BEGIN Records for this exercise

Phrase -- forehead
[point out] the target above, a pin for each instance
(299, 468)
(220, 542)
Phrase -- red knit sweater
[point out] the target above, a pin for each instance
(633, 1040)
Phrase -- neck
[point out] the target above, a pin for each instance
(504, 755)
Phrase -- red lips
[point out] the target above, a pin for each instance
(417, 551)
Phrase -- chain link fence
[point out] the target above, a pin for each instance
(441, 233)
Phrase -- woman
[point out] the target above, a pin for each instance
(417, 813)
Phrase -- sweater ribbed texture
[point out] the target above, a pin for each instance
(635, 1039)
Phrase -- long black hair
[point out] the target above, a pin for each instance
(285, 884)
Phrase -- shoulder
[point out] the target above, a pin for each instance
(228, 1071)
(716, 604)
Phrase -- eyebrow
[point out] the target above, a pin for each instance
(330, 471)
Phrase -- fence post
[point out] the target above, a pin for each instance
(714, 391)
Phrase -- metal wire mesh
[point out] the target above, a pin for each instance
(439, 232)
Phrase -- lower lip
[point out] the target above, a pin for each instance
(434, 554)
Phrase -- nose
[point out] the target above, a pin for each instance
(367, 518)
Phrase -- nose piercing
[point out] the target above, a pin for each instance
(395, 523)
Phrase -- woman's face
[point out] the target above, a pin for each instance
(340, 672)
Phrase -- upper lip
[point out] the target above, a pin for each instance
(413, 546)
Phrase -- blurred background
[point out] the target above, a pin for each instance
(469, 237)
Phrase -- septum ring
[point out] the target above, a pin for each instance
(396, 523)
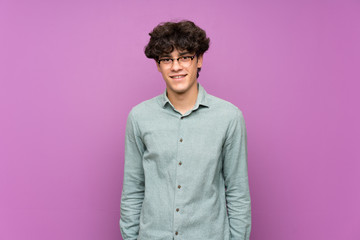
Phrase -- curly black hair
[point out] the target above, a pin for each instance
(183, 35)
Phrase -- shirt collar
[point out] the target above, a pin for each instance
(200, 100)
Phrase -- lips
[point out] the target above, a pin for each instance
(179, 76)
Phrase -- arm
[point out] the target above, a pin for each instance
(236, 179)
(134, 182)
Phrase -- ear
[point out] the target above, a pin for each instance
(199, 61)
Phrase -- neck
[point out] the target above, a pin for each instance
(183, 102)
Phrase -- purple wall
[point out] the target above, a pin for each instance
(70, 71)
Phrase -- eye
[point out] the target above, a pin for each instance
(185, 58)
(166, 60)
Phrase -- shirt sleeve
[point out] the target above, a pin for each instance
(236, 179)
(133, 182)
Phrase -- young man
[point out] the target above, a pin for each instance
(185, 173)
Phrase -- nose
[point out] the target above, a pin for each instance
(175, 65)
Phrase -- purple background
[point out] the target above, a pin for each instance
(70, 72)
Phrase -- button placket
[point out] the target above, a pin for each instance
(177, 203)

END Records for this exercise

Pictures appear in the records above. Output everything except them, exactly.

Phrase -- forehead
[point out] the target above, a pin for each instance
(299, 468)
(220, 542)
Phrase -- red knit sweater
[point out] the target above, a pin for each instance
(633, 1040)
Phrase -- neck
[point out] the target above, a pin for each instance
(504, 755)
Phrase -- red lips
[point out] the target above, a pin for each instance
(417, 551)
Phrase -- chain link fence
[point out] the target above, a pin for each instance
(441, 233)
Phrase -- woman
[point out] the target above, a pin for each instance
(417, 813)
Phrase -- sweater ribbed texture
[point out] the target above, a pin for each instance
(635, 1039)
Phrase -- long black hair
[point out] the target above, a pin for each instance
(285, 884)
Phrase -- shoulder
[point out] the target above, a pin for each instance
(228, 1071)
(716, 604)
Phrase -- eyebrow
[point out] the target above, a pin for each instance
(330, 471)
Phrase -- fence post
[point out] the target above, a pin for each instance
(714, 391)
Phrase -- metal wire mesh
[point out] the target above, a pin for each instance
(439, 232)
Phrase -- lower lip
[point out] the target above, a pin for each instance
(434, 554)
Phrase -- nose
[point out] the target above, a pin for each instance
(367, 518)
Phrase -- nose piercing
[point out] the target above, a pin for each instance
(395, 523)
Phrase -- woman's face
[point out] the target above, a pin for each instance
(340, 672)
Phrase -- upper lip
[point out] the target above, a pin for each instance
(413, 546)
Phrase -- blurred background
[point out] the target above, a pin for each instance
(469, 237)
Phrase -- septum ring
[point out] the target above, a pin for each instance
(396, 523)
Phrase -- curly black hair
[point out] the target above, a pin for each instance
(183, 35)
Phrase -- shirt collar
[point out] the target above, a pin for each instance
(200, 100)
Phrase -- lips
[point out] the target above, a pin for each instance
(179, 76)
Phrase -- arm
[point out] the target above, a pin for each instance
(236, 179)
(134, 182)
Phrase -- ear
[point out] the target above, a pin for each instance
(199, 61)
Phrase -- neck
[point out] the target above, a pin for each instance
(183, 102)
Phrase -- purple wall
[point out] the target above, a pin for each instance
(70, 71)
Phrase -- eye
[point out] the target above, a pin for each instance
(185, 58)
(166, 60)
Phrase -- shirt sleeve
[point out] the target above, a pin for each instance
(236, 179)
(133, 182)
Phrase -- young man
[point out] the target above, a pin for each instance
(185, 173)
Phrase -- nose
[point out] the target above, a pin for each instance
(175, 65)
Phrase -- purple background
[point out] the target above, a pin for each instance
(70, 72)
Phrase -- button placket
[point out] the target above, a pin for each instance
(177, 203)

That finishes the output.